SELECTED TEXT Start Marker

I can kind of understand that. She’s an intelligent woman. Anybody with even half a brain, one can’t blame them for remembering what they were, looking at where they are now, and just giving up. There is, as the song goes, a time to be born, a time to die. A stroke crystallises that. Every death is premature, we always long for that one, last, additional conversation, but death itself is inevitable. The circumstances become important.

I’ve seen it in a few people, and I think somebody’s level of fight is a factor in their recovery, and once they give up, people do just fade away. And “fight” is something they need to have for themselves, nobody can really help. Fortunately, because I only ever see a snapshot every few weeks, there is a lot I don’t see. It’s better that way. I also think that progress is a factor in someone’s stay. The staff have two goals, first to usher you out of acute danger, and second to take you as far as they can. When a patient stops progressing, they’ve done all they can, and will shuffle them off to the next stage, whether that be home, or a care home, or whatever. And I know from my own experience that the most intensive therapy happened while I was in hospital, it pretty much dried up afterwards. I guess there is also a third factor – how badly the bed is required for the next person. Sad, but true.

I don’t know sometimes whether I’m lucky or not. In my working life I always had a view of the big picture, in fact that was mainly why people hired me, but we were often forced by circumstances to work tactically instead. Toward something in the right general direction, but not exactly where we wanted to be. So I’m able to put blinkers on, and just work towards the next goal.

I mean, that kind of attitude was invaluable with the stroke, where I went from fit and active one week, to literally having to be carried to the toilet the next. Big picture, fuck this for a game of soldiers, time to cash in my chips. Blinkers on, I got myself on my feet again. Then ten yards, then twenty. Whilst I don’t think I’ll ever be invited onto a catwalk, I get myself around.

But who could blame someone for not seeing things that way? Especially when they’re in hospital, when this is all so raw?


This morning, I had a grrrrr….uelling experience with my bank.

I don’t log on to online banking much any more, as I’m not very active financially. After the stroke, I shut a lot of things down, a morbid obsession with leaving things as easy as possible for my wife to sort out, so there are very few transactions.

SELECTED TEXT End Marker

## WORK ITEM A
In the stroke recovery text, what are the two goals of the hospital staff?
## WORK ITEM B
Continue the stroke recovery text from where it stops.

INFORMATION Start Marker

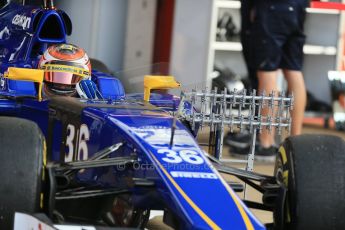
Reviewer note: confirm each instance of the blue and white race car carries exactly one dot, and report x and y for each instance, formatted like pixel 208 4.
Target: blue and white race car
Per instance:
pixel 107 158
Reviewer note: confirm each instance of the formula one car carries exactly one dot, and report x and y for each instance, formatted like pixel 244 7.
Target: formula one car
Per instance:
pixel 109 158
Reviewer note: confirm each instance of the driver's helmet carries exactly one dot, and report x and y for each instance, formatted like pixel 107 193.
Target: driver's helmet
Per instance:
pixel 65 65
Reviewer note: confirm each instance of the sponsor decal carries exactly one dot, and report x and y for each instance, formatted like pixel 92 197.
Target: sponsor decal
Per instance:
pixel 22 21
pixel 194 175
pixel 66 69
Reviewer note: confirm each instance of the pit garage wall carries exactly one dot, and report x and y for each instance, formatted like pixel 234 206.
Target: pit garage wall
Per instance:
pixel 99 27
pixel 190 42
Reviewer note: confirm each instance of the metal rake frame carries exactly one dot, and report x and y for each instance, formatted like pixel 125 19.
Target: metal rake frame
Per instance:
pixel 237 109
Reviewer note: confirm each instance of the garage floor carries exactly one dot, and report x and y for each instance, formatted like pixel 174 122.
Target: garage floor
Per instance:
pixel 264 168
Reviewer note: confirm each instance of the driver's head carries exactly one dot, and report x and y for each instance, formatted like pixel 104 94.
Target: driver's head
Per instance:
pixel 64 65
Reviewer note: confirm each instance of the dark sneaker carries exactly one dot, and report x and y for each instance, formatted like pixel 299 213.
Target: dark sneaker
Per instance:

INFORMATION End Marker

## ANSWER A
First to usher the patient out of acute danger, and second to take the patient as far as they can.

## ANSWER B
However, in late September, we had a water bill drop through the door, so I figured it was about time to part with the cash.

So I logged on to my online bank. “We have changed our system. Please enter new credentials.” Oh, great. So I played along and created new credentials, then tried to log in again.

No dice. I must have entered the credentials wrongly. Forgotten password link – it wanted my Customer Number. What the f*** is my Customer Number? I’ve had the account twenty years and never needed it before!

So, at 8:30am I am on the phone to them. A nice “good morning” message for the guy on the helpdesk.

I recount my problems. “Not to worry, sir. Let’s see how we can help”. So, we walk through the setup process once again. Over the phone, I get a key piece of information. My choice for such-and-such a passcode cannot be the same as it was previously. Really? That’s not stated on the web site. Well, it should be OK to re-use the old passcode, but we’ve had some customers who’ve had problems. Too bloody right!

Ten minutes later, and I’m looking at my account. I suppose the good thing is that there was more money in it than I expected! It turns out that my re-use of that code had been the problem. I used a different code, and sailed through. I’ve had this account for many years, and my code was imprinted on my brain. But, ask me to remember a different one???

Once inside their application, you can imagine my first task – put the bloody code back to what it was originally! Changing for changing’s sake is no guarantee of security, plus I’m confident that my code number was secure – at least as secure as it was the last time I logged on. Do they really think they’ve built a safer system, when all they’ve done is force me to write codes down?

But before I quit their application, I remembered to do one more thing…pay the damn bill!